2017 AFC Cup

Tournament details
- Dates: Qualifying round: 19–25 August 2016 Competition proper: 30 January – 4 November 2017
- Teams: Competition proper: 43 Total: 50 (from 29 associations)

Final positions
- Champions: Al-Quwa Al-Jawiya (2nd title)
- Runners-up: Istiklol

Tournament statistics
- Matches played: 142
- Goals scored: 407 (2.87 per match)
- Attendance: 468,894 (3,302 per match)
- Top scorer: Kim Yu-song (9 goals)
- Best player: Manuchekhr Dzhalilov
- Fair play award: Ceres–Negros

= 2017 AFC Cup =

14th secondary club football tournament organized by the

The 2017 AFC Cup was the 14th edition of the AFC Cup, Asia's secondary club football tournament organized by the Asian Football Confederation (AFC).

Defending champions Al-Quwa Al-Jawiya defeated Istiklol in the final to win their second AFC Cup title.

==Association team allocation==
The AFC Competitions Committee recommended a new format for the AFC Cup starting from 2017 which is played in the AFC's five zones: West Asia, Central Asia, South Asia, ASEAN, and East Asia, with the winner of the West Asia Zone and the winner of an inter-zone play-off among the other four zones playing in the final, hosted on a rotational basis at venues in the East and West. The 46 AFC member associations (excluding the associate member Northern Mariana Islands) are ranked based on their national team's and clubs' performance over the last four years in AFC competitions, with the allocation of slots for the 2017 and 2018 editions of the AFC club competitions determined by the 2016 AFC rankings (Entry Manual Article 2.2):
- The associations are split into five zones:
  - West Asia Zone consists of the associations from the West Asian Football Federation (WAFF).
  - Central Asia Zone consists of the associations from Central Asian Football Association (CAFA).
  - South Asia Zone consists of the associations from the South Asian Football Federation (SAFF).
  - ASEAN Zone consists of the associations from the ASEAN Football Federation (AFF).
  - East Asia Zone consists of the associations from the East Asian Football Federation (EAFF).
- All associations which do not receive direct slots in the AFC Champions League group stage are eligible to enter the AFC Cup.

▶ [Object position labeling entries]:
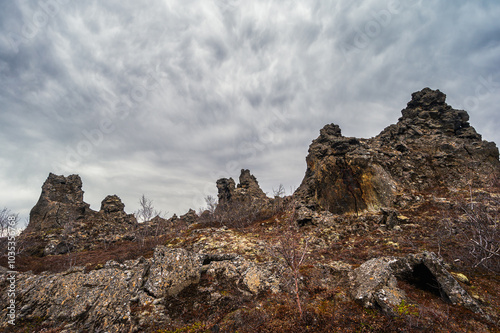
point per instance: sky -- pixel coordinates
(164, 97)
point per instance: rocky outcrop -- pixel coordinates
(138, 293)
(61, 201)
(62, 222)
(432, 145)
(244, 199)
(248, 190)
(374, 283)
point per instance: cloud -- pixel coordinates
(163, 98)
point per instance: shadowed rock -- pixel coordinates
(432, 145)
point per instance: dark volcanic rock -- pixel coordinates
(115, 297)
(374, 283)
(248, 190)
(61, 201)
(62, 222)
(432, 145)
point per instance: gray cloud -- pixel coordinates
(163, 98)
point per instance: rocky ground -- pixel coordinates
(398, 233)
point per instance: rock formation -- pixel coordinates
(248, 190)
(374, 283)
(61, 221)
(61, 201)
(431, 146)
(111, 297)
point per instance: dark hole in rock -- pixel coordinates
(422, 278)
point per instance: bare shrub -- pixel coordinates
(470, 232)
(292, 249)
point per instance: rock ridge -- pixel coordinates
(432, 145)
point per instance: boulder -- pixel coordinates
(374, 283)
(136, 294)
(62, 222)
(432, 145)
(60, 202)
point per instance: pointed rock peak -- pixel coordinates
(247, 180)
(62, 189)
(429, 114)
(112, 204)
(427, 98)
(329, 132)
(225, 187)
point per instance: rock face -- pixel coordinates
(61, 221)
(115, 297)
(432, 145)
(61, 201)
(374, 283)
(247, 191)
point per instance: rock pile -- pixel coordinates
(431, 146)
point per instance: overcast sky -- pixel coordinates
(163, 97)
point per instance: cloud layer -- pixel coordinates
(163, 98)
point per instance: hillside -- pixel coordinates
(396, 233)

▶ [Task details]: Pick up the 2017 AFC Cup article where it stops and write the next part.

▶ [Response]:
- In each zone, the number of groups in the group stage is determined based on the number of entries, with the number of slots filled through play-offs same as the number of groups:
  - In the West Asia Zone and the ASEAN Zone, there are three groups in the group stage, including a total of 9 direct slots, with the 3 remaining slots filled through play-offs.
  - In the Central Asia Zone, the South Asia Zone, and the East Asia Zone, there is one group in the group stage, including a total of 3 direct slots, with the 1 remaining slot filled through play-offs.
- The top associations participating in the AFC Cup in each zone as per the AFC rankings get at least one direct slot in the group stage (including losers of the AFC Champions League qualifying play-offs), while the remaining associations get only play-off slots:
  - For the West Asia Zone and the ASEAN zone:
    - The associations ranked 1st to 3rd each get two direct slots.
    - The associations ranked 4th to 6th each get one direct slot and one play-off slot.
    - The associations ranked 7th or below each get one play-off slot.
  - For the Central Asia Zone, the South Asia Zone, and the East Asia zone:
    - The associations ranked 1st to 3rd each get one direct slot and one play-off slot.
    - The associations ranked 4th or below each get one play-off slot.
- The maximum number of slots for each association is one-third of the total number of eligible teams in the top division.
- If any association gives up its direct slots, they are redistributed to the highest eligible association, with each association limited to a maximum of two direct slots.
- If any association gives up its play-off slots, they are annulled and not redistributed to any other association.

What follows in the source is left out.